Please format the data below as a two-column CSV with the headers text and answer, giving each sentence its own row with the points that follow it as its answer. Put every field in double quotes and replace line breaks within a field with spaces.

====== Input rows ======

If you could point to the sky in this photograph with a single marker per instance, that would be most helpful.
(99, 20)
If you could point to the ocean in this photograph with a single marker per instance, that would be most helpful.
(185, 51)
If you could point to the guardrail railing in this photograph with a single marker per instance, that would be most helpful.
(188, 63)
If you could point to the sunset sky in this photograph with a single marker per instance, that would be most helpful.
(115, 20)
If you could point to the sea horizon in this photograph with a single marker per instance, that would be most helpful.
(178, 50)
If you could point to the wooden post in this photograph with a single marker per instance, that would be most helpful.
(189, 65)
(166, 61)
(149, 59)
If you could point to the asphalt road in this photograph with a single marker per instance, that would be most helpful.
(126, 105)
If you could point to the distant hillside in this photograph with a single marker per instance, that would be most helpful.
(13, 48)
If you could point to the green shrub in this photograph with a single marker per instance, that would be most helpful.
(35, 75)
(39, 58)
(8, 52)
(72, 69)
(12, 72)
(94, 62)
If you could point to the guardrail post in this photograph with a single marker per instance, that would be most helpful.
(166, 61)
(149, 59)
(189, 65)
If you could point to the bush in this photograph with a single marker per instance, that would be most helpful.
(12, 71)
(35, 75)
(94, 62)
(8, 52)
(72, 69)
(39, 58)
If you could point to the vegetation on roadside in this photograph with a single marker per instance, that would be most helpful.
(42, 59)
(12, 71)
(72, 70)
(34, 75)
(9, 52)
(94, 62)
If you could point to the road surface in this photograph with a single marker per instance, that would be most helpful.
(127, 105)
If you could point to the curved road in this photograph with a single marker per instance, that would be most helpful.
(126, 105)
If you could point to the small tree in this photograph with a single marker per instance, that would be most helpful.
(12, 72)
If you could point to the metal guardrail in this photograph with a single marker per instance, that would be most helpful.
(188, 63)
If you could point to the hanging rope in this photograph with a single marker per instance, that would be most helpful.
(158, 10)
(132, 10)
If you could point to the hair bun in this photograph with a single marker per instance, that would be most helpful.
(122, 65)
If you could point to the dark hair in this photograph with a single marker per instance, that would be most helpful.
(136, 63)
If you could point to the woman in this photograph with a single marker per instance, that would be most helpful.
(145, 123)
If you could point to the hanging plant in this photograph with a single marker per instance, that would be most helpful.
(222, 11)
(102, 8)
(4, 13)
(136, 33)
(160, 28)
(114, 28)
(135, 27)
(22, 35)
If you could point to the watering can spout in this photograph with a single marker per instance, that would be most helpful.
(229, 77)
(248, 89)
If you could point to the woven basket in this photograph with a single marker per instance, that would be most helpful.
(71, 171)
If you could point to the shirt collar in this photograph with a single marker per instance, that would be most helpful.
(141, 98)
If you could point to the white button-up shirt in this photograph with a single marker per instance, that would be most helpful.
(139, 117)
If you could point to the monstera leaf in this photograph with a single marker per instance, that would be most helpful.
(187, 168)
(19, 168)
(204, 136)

======

*Answer to this task*.
text,answer
"If you could point to the sky in this photograph with a single marker per instance, that would be most helpful.","(99, 20)"
"If you could point to the ocean in this photograph with a single marker per instance, that would be most helpful.","(185, 51)"
"If you could point to the guardrail railing in this photograph with a single marker per instance, that would be most helpful.","(188, 63)"
"If you could point to the sunset sky in this photograph with a single marker per instance, that would be most helpful.","(115, 20)"
"If you could point to the sea horizon in this photograph with a single marker per instance, that would be most helpful.","(178, 50)"
"If you could point to the wooden post in this photograph with a single marker per instance, that would be most helpful.","(189, 65) (166, 61) (149, 59)"
"If you could point to the asphalt road in this photograph with a single marker per instance, that would be most helpful.","(126, 105)"
"If you could point to the distant hillside in this photograph with a single marker per instance, that would be most helpful.","(13, 48)"
"If you could point to the green shrub in this photograph with a single marker per instance, that would be most helpful.","(35, 75) (39, 58) (8, 52) (72, 69) (12, 72) (94, 62)"
"If you could point to the guardrail post in this photograph with a single marker per instance, that would be most helpful.","(166, 61) (149, 59) (189, 65)"
"If you could point to the bush in this photograph with a single marker per instance, that would be most helpful.","(12, 71) (35, 75) (94, 62) (8, 52) (72, 69) (39, 58)"
"If you could point to the vegetation on roadside in this photograph with a single marker per instance, that would be most helpful.","(42, 59) (12, 71) (72, 70) (34, 75) (9, 52) (94, 62)"
"If you could point to the road surface in this photograph with a single marker per instance, that would be most helpful.","(127, 105)"
"If you could point to the curved road in this photograph with a single marker per instance, that would be most helpful.","(126, 105)"
"If you could point to the small tree in this photograph with a single marker per instance, that would be most helpful.","(12, 72)"
"If you could point to the metal guardrail in this photograph with a single marker per instance, that would be most helpful.","(188, 63)"
"If you could point to the hanging rope in this photograph with a single marker per instance, that would be most helpful.","(158, 10) (132, 10)"
"If you could point to the hair bun in this photograph with a single marker per instance, that would be most helpful.","(122, 65)"
"If you could point to the dark hair in this photograph with a single marker per instance, that would be most helpful.","(136, 63)"
"If you could point to the woman in this photograph with a single marker per instance, that would be most helpful.","(145, 123)"
"If you could point to the hanging plant in this photograph with a single marker per instance, that would be most helpful.","(222, 11) (102, 8) (4, 13) (136, 33) (160, 28) (114, 28) (135, 27) (22, 35)"
"If you could point to the watering can spout in this photograph with a single marker per instance, that would be most helpful.","(229, 77) (248, 89)"
"If you could point to the woven basket in this photograph with a single marker per instance, that would be most helpful.","(71, 171)"
"If you could point to the shirt collar in this photograph with a single marker per instance, that would be most helpful.","(141, 98)"
"If you could point to the white button-up shirt in this photograph with a single marker per instance, that would be most helpful.","(139, 117)"
"If you could point to the monstera leaf in this photograph with a single marker per instance, that would be most helpful.","(187, 168) (19, 168) (204, 136)"